## Task inputs

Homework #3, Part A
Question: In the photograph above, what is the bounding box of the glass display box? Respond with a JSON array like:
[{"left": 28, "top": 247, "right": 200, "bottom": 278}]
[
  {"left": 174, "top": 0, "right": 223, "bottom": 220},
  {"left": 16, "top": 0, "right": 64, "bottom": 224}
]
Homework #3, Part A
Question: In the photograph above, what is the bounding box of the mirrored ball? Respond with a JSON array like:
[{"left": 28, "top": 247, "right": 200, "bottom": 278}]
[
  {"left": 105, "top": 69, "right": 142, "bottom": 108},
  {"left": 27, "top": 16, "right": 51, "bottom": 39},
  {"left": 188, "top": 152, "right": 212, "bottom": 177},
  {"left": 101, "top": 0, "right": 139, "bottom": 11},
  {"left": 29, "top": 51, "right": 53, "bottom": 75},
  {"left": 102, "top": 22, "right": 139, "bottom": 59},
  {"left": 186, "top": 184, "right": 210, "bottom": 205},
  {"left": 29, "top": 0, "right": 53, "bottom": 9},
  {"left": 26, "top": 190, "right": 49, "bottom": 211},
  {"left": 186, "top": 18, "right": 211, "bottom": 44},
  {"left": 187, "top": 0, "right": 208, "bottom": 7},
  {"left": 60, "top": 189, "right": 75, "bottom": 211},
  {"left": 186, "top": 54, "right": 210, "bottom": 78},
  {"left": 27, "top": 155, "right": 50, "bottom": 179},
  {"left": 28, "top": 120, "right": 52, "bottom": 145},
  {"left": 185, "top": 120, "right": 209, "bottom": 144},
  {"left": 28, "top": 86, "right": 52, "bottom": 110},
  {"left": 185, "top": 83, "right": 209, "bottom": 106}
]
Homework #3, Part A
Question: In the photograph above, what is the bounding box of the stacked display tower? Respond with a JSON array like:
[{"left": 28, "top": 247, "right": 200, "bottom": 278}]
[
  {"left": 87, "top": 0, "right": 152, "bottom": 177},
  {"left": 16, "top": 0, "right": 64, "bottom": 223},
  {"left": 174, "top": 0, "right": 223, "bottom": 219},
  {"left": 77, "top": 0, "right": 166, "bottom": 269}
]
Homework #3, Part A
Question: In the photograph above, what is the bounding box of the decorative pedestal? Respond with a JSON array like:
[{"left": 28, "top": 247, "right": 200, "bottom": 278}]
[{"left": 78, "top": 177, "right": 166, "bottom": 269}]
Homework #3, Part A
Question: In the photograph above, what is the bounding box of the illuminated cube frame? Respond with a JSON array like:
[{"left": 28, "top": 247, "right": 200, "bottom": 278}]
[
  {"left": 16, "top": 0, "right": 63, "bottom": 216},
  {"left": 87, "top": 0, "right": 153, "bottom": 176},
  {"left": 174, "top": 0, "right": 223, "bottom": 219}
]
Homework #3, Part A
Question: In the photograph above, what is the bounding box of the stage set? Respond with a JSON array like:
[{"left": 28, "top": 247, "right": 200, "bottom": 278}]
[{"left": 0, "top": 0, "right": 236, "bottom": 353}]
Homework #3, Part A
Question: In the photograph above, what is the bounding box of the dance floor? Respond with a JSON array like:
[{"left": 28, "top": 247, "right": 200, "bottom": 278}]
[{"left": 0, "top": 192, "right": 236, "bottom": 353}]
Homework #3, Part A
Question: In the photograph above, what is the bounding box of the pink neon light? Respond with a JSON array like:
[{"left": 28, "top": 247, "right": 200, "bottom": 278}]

## Work order
Return each entry from the material above exactly as it appears.

## Worked solution
Homework #3, Part A
Question: In the photograph above, what is the bounding box of the glass display box? Respond with a JSON array like:
[{"left": 28, "top": 247, "right": 200, "bottom": 278}]
[
  {"left": 174, "top": 0, "right": 223, "bottom": 220},
  {"left": 16, "top": 0, "right": 64, "bottom": 224}
]
Homework #3, Part A
Question: In the photograph above, what is the bounding box of the mirrored ball? Respond with a JSON array like:
[{"left": 28, "top": 247, "right": 200, "bottom": 278}]
[
  {"left": 105, "top": 69, "right": 142, "bottom": 108},
  {"left": 27, "top": 16, "right": 51, "bottom": 39},
  {"left": 188, "top": 152, "right": 212, "bottom": 177},
  {"left": 101, "top": 0, "right": 139, "bottom": 11},
  {"left": 29, "top": 51, "right": 53, "bottom": 75},
  {"left": 102, "top": 22, "right": 139, "bottom": 59},
  {"left": 186, "top": 184, "right": 210, "bottom": 205},
  {"left": 29, "top": 0, "right": 53, "bottom": 9},
  {"left": 26, "top": 190, "right": 49, "bottom": 211},
  {"left": 186, "top": 18, "right": 211, "bottom": 44},
  {"left": 187, "top": 0, "right": 208, "bottom": 7},
  {"left": 60, "top": 189, "right": 75, "bottom": 211},
  {"left": 186, "top": 54, "right": 210, "bottom": 78},
  {"left": 27, "top": 155, "right": 50, "bottom": 179},
  {"left": 28, "top": 120, "right": 52, "bottom": 145},
  {"left": 185, "top": 120, "right": 209, "bottom": 144},
  {"left": 28, "top": 86, "right": 52, "bottom": 110},
  {"left": 185, "top": 83, "right": 209, "bottom": 106}
]
Homework #3, Part A
Question: In the photograph above, what is the bounding box of the stacked display tower? Respond with a JSON array like:
[{"left": 28, "top": 247, "right": 200, "bottom": 278}]
[
  {"left": 87, "top": 0, "right": 152, "bottom": 177},
  {"left": 16, "top": 0, "right": 64, "bottom": 223},
  {"left": 174, "top": 0, "right": 223, "bottom": 219},
  {"left": 77, "top": 0, "right": 166, "bottom": 269}
]
Homework #3, Part A
Question: In the photograph above, what is the bounding box of the decorative pedestal? Respond with a JSON array like:
[{"left": 28, "top": 247, "right": 200, "bottom": 278}]
[{"left": 78, "top": 177, "right": 166, "bottom": 269}]
Homework #3, Part A
Question: In the photograph above, what is the bounding box of the illuminated cube frame? Respond with a JSON array like:
[{"left": 28, "top": 247, "right": 200, "bottom": 278}]
[
  {"left": 16, "top": 0, "right": 63, "bottom": 216},
  {"left": 87, "top": 0, "right": 153, "bottom": 176},
  {"left": 174, "top": 0, "right": 223, "bottom": 219}
]
Homework #3, Part A
Question: In the photograph above, what is the bounding box of the stage set? Respond with a JSON array like:
[{"left": 28, "top": 247, "right": 200, "bottom": 278}]
[{"left": 0, "top": 0, "right": 236, "bottom": 353}]
Homework #3, Part A
Question: In the photograph above, what is the bounding box of the dance floor? Respond with a JSON array like:
[{"left": 28, "top": 247, "right": 200, "bottom": 278}]
[{"left": 0, "top": 192, "right": 236, "bottom": 353}]
Homework #3, Part A
Question: In the photograph above, what is the bounding box of the pink neon light? Respond with a JSON array like:
[{"left": 28, "top": 247, "right": 200, "bottom": 278}]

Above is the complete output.